**To do**
Answer these questions about the text below on objections to the Frankfurtian approach, one per line:
(a) In the ice cream example, how often does the speaker think they should be allowed to eat one ice cream cone?
(b) According to the quotation from Frankfurt, what are we not, insofar as we are governed by causal forces?
(c) Which figure in Frankfurt's example is responsible for the desire to take the drug, in contrast to the unwilling addict?

**Text shown**
Four objections to the Frankfurtian approach and their rebuttal

Are we free, when we – after reflection – accept a desire that is actually caused by a second-order desire? Wouldn’t this be then a sort of illusion of rationality or pseudo-reflection? Consider the following example: I want to eat an ice cream cone and I think of myself as a person who should be allowed to eat one ice cream cone once a week, and therefore fully endorse this actual (first-order) desire. Let us assume that I didn’t eat any ice cream for 1 week and I’m going to have one cone right now. But, from a third-person perspective, we would know that this reflective endorsement actually resulted from bodily processes (urge for sugar, hunger, positive emotions when eating ice cream during childhood among others) and is therefore nothing more than a kind of by-product. We can counter this as follows: Remember that a second-order desire is defined as a desire about a desire and not about an action. As such, it is necessarily a reflective process as it involves a certain self-distance to what is going on in one’s own mind. From a compatibilist point of view, the causation of a desire – by experience, by biological urge, or any other way – does not destroy freedom. We would only come to this conclusion if we hold an incompatibilist standpoint. But as Frankfurt states: “Insofar as we are governed by causal forces, we are not omnipotent. That has no bearing, however, upon whether we can be free” ([38] p. 178). Presumably, it is just as much a (disguised) paternalistic intuition as a fear from determinism, what may lead to judge a person as unfree, when the causal history of a desire seems to be (too) transparent. In fact, we may be inclined to deny someone’s freedom, when the almost obvious “mechanical apparatus” is visible, all the more if it involves any self-damaging actions, as in the case of drug use. In his famous example of the willing addict, Frankfurt illustrates a man, who willfully (by second-order reflection) wants to have the desire (first-order) to take drugs although it would not be possible at all to have the desire to give up the drug because of the physical dependence [38]. In other words, although the renunciation of drugs is not really possible for X, i.e. he does not control the desire, he has nevertheless fully embraced it. In contrast to the unwilling addict, he is therefore responsible for his desire to take the drug and his corresponding actions (for a strong defense of self-express theories against control-based theories see [40].

**Information**
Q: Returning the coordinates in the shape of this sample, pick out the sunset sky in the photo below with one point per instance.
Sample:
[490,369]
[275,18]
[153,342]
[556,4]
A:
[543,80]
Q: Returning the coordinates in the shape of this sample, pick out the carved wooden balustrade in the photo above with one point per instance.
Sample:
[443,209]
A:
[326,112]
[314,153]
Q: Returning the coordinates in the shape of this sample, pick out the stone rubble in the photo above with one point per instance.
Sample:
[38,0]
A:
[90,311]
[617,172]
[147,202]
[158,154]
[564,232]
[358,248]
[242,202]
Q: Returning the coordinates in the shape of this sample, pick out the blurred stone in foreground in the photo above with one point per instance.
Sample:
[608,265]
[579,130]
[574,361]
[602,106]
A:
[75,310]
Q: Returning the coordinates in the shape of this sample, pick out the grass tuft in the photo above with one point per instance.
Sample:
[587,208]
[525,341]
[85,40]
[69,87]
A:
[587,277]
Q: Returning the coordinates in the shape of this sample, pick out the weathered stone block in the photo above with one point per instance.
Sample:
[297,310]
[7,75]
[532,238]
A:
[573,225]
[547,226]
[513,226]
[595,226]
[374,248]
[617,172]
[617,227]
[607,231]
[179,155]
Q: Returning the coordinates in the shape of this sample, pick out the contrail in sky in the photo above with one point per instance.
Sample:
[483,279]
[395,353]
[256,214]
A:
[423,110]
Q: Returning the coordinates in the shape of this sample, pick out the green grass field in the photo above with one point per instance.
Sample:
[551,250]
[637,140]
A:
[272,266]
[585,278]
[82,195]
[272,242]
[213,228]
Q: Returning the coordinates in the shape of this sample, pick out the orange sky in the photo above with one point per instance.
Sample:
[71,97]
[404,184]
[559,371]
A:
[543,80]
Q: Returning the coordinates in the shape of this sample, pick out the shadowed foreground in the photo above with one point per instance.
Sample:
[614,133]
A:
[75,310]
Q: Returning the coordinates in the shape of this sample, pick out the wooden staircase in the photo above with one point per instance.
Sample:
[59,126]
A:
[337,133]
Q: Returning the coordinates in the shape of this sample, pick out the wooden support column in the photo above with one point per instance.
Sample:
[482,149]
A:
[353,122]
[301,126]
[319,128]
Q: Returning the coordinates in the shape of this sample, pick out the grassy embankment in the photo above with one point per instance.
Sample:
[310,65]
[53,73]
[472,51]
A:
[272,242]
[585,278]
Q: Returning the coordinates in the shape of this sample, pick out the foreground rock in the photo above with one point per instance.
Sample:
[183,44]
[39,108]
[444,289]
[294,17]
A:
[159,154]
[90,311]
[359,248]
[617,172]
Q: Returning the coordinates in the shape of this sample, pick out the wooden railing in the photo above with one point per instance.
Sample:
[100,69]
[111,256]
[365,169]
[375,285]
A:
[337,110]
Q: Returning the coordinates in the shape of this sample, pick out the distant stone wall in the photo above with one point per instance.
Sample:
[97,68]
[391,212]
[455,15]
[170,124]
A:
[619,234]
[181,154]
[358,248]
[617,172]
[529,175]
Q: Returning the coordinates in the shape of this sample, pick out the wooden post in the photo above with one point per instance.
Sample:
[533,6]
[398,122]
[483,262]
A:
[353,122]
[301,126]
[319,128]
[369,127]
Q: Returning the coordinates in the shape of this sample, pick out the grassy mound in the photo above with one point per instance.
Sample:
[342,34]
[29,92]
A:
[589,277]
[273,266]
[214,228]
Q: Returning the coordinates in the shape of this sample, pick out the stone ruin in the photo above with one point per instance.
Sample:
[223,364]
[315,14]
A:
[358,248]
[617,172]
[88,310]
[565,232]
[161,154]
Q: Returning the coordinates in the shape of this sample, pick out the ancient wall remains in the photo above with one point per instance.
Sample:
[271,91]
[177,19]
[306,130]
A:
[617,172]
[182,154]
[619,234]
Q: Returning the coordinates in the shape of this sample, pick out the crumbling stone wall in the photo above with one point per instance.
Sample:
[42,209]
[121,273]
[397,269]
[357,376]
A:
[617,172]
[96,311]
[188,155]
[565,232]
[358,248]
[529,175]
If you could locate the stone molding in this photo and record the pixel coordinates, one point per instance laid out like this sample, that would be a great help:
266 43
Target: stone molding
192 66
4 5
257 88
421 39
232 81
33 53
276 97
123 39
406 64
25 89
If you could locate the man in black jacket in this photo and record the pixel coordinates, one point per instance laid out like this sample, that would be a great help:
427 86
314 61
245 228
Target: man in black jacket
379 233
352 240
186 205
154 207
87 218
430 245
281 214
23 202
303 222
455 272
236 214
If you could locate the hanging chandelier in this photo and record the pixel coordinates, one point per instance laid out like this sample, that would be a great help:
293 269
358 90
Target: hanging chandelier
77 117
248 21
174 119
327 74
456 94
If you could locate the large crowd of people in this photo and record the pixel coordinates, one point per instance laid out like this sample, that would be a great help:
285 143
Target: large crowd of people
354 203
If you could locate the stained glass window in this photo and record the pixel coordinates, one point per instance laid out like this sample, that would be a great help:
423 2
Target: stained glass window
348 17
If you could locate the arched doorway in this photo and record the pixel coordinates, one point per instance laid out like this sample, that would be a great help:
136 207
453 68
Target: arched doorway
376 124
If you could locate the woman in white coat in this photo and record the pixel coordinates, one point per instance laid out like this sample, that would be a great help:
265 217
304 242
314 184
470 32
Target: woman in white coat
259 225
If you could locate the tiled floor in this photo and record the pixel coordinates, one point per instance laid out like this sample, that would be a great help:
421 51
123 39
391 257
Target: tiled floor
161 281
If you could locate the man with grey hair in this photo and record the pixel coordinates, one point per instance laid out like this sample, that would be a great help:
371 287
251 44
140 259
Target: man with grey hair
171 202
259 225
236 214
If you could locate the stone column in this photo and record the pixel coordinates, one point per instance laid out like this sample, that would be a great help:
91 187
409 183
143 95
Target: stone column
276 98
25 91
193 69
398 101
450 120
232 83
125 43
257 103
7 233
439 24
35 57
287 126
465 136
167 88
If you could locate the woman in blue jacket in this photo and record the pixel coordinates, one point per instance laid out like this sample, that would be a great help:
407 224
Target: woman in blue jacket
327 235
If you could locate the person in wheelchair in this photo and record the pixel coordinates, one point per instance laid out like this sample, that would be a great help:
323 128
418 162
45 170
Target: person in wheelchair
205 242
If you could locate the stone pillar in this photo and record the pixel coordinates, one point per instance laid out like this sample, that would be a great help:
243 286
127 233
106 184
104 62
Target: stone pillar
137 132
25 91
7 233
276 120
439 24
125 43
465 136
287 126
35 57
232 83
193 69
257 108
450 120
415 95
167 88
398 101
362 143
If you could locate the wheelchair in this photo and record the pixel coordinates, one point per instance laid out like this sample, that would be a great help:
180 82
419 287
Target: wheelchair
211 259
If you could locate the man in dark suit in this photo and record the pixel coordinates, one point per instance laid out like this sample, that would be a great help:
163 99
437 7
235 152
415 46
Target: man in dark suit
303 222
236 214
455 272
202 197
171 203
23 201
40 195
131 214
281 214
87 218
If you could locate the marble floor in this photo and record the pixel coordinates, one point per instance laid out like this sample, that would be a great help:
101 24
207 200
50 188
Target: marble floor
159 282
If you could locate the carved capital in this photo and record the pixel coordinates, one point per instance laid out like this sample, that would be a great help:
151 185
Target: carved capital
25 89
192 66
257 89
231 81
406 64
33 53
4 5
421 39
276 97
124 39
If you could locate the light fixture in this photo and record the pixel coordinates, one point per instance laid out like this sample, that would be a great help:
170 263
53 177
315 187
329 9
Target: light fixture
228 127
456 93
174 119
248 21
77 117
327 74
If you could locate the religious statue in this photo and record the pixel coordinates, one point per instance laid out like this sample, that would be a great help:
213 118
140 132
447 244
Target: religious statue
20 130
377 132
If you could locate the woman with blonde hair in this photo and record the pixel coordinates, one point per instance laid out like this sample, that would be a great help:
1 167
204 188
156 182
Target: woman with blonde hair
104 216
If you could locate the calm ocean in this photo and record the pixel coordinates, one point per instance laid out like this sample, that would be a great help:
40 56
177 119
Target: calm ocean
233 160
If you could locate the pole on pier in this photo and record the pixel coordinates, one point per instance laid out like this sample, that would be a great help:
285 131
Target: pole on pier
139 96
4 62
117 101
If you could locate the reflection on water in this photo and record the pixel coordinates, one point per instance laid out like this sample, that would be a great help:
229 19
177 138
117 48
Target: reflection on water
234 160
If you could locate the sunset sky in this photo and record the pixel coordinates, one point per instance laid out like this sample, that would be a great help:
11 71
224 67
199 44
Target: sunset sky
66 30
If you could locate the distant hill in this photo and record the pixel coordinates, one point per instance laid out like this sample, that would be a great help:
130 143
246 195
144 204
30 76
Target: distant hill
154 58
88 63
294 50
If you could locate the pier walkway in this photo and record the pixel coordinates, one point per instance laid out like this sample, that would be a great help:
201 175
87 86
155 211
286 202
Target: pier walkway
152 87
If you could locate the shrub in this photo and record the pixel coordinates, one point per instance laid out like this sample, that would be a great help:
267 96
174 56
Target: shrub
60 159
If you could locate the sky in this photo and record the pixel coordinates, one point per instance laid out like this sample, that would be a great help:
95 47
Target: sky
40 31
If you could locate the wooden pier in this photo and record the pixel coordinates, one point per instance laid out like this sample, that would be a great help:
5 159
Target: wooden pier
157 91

**Exercise result**
(a) Once a week.
(b) We are not omnipotent.
(c) The willing addict.